Start of The input

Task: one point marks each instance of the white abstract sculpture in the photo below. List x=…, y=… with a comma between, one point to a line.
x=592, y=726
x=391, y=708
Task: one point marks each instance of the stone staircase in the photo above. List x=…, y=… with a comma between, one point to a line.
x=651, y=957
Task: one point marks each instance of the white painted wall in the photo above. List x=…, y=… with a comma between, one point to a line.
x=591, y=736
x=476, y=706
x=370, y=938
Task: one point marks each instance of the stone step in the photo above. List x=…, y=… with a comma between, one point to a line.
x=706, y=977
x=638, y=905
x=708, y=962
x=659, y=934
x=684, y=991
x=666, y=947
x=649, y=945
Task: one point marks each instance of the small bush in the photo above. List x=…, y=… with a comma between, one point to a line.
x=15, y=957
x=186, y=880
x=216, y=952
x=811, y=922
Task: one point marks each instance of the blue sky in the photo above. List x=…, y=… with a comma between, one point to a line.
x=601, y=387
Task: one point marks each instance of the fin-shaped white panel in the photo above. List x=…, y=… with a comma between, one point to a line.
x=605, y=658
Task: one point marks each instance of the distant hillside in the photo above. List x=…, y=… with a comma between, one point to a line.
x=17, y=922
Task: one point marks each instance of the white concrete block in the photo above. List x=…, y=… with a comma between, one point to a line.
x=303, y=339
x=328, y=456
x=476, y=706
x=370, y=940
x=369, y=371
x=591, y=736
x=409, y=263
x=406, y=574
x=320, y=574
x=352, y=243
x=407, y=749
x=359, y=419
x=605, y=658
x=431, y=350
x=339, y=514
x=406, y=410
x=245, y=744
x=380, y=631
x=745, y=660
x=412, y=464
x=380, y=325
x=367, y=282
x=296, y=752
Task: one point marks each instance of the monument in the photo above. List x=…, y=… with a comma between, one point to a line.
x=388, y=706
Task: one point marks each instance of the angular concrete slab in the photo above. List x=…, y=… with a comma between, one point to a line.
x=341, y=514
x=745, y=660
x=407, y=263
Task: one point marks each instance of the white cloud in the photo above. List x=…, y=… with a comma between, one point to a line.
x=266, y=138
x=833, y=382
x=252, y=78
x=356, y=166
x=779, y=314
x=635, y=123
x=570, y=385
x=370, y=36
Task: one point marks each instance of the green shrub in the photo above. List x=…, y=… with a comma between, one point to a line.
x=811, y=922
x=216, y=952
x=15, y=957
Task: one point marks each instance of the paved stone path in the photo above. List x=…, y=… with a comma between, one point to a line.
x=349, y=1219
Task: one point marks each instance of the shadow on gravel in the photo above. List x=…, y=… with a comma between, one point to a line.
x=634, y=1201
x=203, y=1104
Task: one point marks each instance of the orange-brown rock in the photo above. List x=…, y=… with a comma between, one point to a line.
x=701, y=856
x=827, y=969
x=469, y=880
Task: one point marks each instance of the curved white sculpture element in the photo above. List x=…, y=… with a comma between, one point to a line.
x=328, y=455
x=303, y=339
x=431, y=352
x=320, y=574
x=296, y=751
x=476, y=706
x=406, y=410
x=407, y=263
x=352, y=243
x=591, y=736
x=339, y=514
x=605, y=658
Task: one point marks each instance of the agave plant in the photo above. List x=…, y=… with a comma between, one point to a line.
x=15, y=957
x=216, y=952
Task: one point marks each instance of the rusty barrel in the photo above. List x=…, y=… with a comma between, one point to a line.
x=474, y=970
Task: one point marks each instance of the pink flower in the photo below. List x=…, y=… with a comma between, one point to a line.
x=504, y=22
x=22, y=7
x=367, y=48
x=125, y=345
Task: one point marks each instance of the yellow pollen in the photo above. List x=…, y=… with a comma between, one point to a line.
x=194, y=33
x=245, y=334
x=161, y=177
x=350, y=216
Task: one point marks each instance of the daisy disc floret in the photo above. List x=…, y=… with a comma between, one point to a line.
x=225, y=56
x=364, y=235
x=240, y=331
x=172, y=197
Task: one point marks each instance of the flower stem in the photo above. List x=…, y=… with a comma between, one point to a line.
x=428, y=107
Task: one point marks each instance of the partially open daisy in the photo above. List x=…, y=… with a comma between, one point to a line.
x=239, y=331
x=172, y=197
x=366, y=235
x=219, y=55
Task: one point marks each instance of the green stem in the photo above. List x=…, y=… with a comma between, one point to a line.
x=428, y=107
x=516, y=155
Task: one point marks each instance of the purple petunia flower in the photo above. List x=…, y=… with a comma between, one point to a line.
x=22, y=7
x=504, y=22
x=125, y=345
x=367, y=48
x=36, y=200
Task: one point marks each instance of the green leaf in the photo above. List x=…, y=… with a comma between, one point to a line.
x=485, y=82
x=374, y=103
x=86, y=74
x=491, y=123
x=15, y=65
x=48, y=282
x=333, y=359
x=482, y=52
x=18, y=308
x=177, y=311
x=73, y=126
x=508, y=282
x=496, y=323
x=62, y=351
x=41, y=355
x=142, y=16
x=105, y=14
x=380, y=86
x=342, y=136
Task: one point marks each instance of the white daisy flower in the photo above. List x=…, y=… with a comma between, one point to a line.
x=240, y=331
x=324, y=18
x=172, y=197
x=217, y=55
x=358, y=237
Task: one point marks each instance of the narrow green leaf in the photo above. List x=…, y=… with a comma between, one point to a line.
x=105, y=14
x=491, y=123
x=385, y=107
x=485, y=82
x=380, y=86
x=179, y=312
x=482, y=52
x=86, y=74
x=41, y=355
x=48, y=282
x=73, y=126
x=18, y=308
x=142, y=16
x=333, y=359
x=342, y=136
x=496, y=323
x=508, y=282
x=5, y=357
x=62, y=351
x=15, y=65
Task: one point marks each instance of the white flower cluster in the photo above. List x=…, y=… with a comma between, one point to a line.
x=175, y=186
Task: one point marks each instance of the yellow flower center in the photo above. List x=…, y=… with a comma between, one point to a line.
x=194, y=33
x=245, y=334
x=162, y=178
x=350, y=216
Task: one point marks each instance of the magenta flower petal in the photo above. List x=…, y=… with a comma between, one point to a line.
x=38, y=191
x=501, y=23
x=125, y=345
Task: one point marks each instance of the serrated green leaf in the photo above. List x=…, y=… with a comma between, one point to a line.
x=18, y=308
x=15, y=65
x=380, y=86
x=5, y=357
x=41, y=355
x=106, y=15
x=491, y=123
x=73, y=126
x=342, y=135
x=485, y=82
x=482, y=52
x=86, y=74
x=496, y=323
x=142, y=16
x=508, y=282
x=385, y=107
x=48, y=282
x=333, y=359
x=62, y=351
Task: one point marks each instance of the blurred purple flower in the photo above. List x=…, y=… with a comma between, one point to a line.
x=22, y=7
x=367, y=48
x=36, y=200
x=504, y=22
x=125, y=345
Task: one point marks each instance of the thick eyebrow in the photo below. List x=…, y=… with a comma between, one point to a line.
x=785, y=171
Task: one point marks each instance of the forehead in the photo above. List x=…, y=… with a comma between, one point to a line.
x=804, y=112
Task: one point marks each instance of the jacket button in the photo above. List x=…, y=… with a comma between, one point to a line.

End of The input

Task directions:
Retype the whole listing, matching it exactly.

Exercise answer:
Task: one point marks each instance of the white abstract sculpture in the photo below. List x=…, y=… with a comma between, one point to a line.
x=592, y=726
x=391, y=708
Task: one point marks each instance of the stone staircase in the photo above. List x=…, y=… with a comma between, one point to a line.
x=651, y=957
Task: one point marks each instance of the white painted wall in the photo above. List x=…, y=… with a comma between, one point to a line.
x=591, y=736
x=476, y=706
x=370, y=938
Task: one point marks each instance of the stone step in the photo above. List x=…, y=… with a comma between, one point to a line.
x=706, y=977
x=638, y=905
x=708, y=962
x=659, y=934
x=684, y=991
x=666, y=947
x=649, y=945
Task: one point marks each instance of the small bush in the photo above. List x=…, y=… with a comma between, one point to a line.
x=15, y=957
x=186, y=880
x=216, y=952
x=811, y=922
Task: one point marks each instance of the blue sky in the photo above. List x=…, y=… with a comma between, one point to a line.
x=601, y=387
Task: one point marks each instance of the fin-shaped white panel in the photo above. List x=…, y=… with a comma between, one point to a line.
x=605, y=658
Task: one point marks each instance of the distant hillside in the photo above. List x=…, y=… with a comma between, one point to a line.
x=17, y=922
Task: one point marks each instance of the white concrete block in the photo above. List x=…, y=… with a comma between, one point to a line.
x=303, y=339
x=328, y=456
x=476, y=706
x=370, y=940
x=369, y=371
x=591, y=736
x=409, y=263
x=406, y=574
x=320, y=574
x=352, y=243
x=407, y=749
x=359, y=419
x=605, y=658
x=431, y=350
x=339, y=514
x=406, y=410
x=245, y=744
x=380, y=631
x=745, y=660
x=412, y=464
x=380, y=325
x=367, y=282
x=296, y=752
Task: one point marks each instance of the monument in the photo above. List x=…, y=… with a comma between, one point to a line.
x=388, y=706
Task: one point marks each instance of the angular concrete slab in the photo above. List x=…, y=… with a comma between, one point to a line.
x=341, y=514
x=745, y=660
x=407, y=263
Task: one point marks each instance of the white cloud in the photo above. List x=…, y=… with a comma between, one point to a line.
x=266, y=138
x=833, y=382
x=252, y=78
x=356, y=166
x=779, y=314
x=635, y=123
x=570, y=385
x=370, y=36
Task: one point marks each instance of the green shrub in the photo above. List x=…, y=… with a comma between, one point to a line.
x=811, y=922
x=216, y=952
x=15, y=957
Task: one point marks each instance of the paved stone path in the photo above. List x=…, y=… with a comma between, one point to a line.
x=349, y=1219
Task: one point marks each instance of the shadow on gravel in the photo above. List x=…, y=… with a comma between, one point to a line.
x=634, y=1201
x=203, y=1104
Task: one point marks each instance of the orange-brown rock in the photo above. List x=…, y=… with a comma between, one point to a line.
x=701, y=856
x=827, y=969
x=469, y=880
Task: one point marks each instance of the curved white sculpture element in the photo above. List x=…, y=… with a comma between, one point to a line.
x=328, y=455
x=303, y=339
x=431, y=352
x=320, y=574
x=296, y=751
x=476, y=706
x=406, y=410
x=407, y=263
x=352, y=243
x=591, y=736
x=339, y=514
x=605, y=658
Task: one point marks each instance of the agave plant in the photo above. List x=…, y=… with a comma between, one point to a line.
x=15, y=957
x=216, y=952
Task: one point marks each instance of the rusty barrel in the photo above. List x=…, y=… with a comma between, one point to a line.
x=474, y=970
Task: one point marks each instance of the pink flower in the photo below. List x=…, y=… with a comma between, one point to a line.
x=504, y=22
x=22, y=7
x=367, y=48
x=125, y=345
Task: one point marks each instance of the yellow pollen in the photo above. List x=…, y=… with a comma between, one point to a line.
x=194, y=33
x=245, y=334
x=161, y=177
x=350, y=216
Task: one point marks each instance of the daisy disc floret in the photo above. List x=…, y=… with a comma between, one point to a line.
x=225, y=56
x=364, y=235
x=240, y=331
x=172, y=197
Task: one point marks each instance of the flower stem in the photo above. List x=…, y=… with a comma between, one point to a line.
x=428, y=107
Task: one point marks each instance of the partially open daisy in the photo above. List x=…, y=… with a comma between, one point to a line.
x=239, y=331
x=172, y=197
x=366, y=235
x=219, y=55
Task: one point marks each instance of the green stem in the photo above. List x=…, y=… with a comma between, one point to a line.
x=428, y=107
x=516, y=155
Task: one point marks each instance of the purple petunia flower in the photo above. List x=…, y=… with a comma between, one point to a line.
x=22, y=7
x=504, y=22
x=125, y=345
x=367, y=48
x=36, y=200
Task: one point marks each instance of the green leaf in the photo above. List x=…, y=… with a comma between, one point to a line.
x=485, y=82
x=374, y=103
x=86, y=74
x=491, y=123
x=15, y=65
x=48, y=282
x=333, y=359
x=482, y=52
x=18, y=308
x=177, y=311
x=73, y=126
x=508, y=282
x=496, y=323
x=62, y=351
x=41, y=355
x=142, y=16
x=105, y=14
x=380, y=86
x=342, y=136
Task: one point marks each instance of the white daisy flower in the photo above. List x=…, y=… with a comma between, one point to a line.
x=240, y=331
x=324, y=18
x=172, y=197
x=217, y=55
x=358, y=237
Task: one point marks each instance of the narrow green leaf in the photo above. List x=…, y=… with a comma between, one point to a line.
x=105, y=14
x=491, y=123
x=385, y=107
x=485, y=82
x=380, y=86
x=179, y=312
x=482, y=52
x=86, y=74
x=41, y=355
x=48, y=282
x=73, y=126
x=18, y=308
x=142, y=16
x=333, y=359
x=342, y=136
x=496, y=323
x=508, y=282
x=5, y=357
x=62, y=351
x=15, y=65
Task: one point marks each instance of the white flower cluster in the photo above. List x=…, y=… with a comma between, one point to a line.
x=175, y=186
Task: one point marks each instance of the yellow flower center in the photo above. List x=…, y=… with a comma between, one point to a line.
x=194, y=33
x=245, y=334
x=162, y=178
x=350, y=216
Task: one point marks each instance of the magenta flower petal in the photo above. List x=…, y=… with a comma between, one point to a line.
x=38, y=191
x=501, y=23
x=125, y=345
Task: one point marks each instance of the serrated green leaf in the photo above. List x=…, y=… with a comma between, one point to a line.
x=18, y=308
x=15, y=65
x=380, y=86
x=5, y=357
x=41, y=355
x=106, y=15
x=491, y=123
x=73, y=126
x=342, y=135
x=485, y=82
x=482, y=52
x=86, y=74
x=496, y=323
x=142, y=16
x=508, y=282
x=385, y=107
x=48, y=282
x=333, y=359
x=62, y=351
Task: one point marks each instance of the blurred purple flower in the photo above. List x=…, y=… with a comma between, one point to a line.
x=22, y=7
x=367, y=48
x=36, y=200
x=504, y=22
x=125, y=345
Task: one point marks each instance of the thick eyebrow in the photo below. List x=…, y=… with a comma between, one point to a line.
x=785, y=171
Task: one point marks each instance of the forehead in the photo above. List x=…, y=… with a comma between, one point to a line.
x=804, y=112
Task: one point marks each instance of the jacket button in the photo above. List x=…, y=… with a comma between, one point to a line.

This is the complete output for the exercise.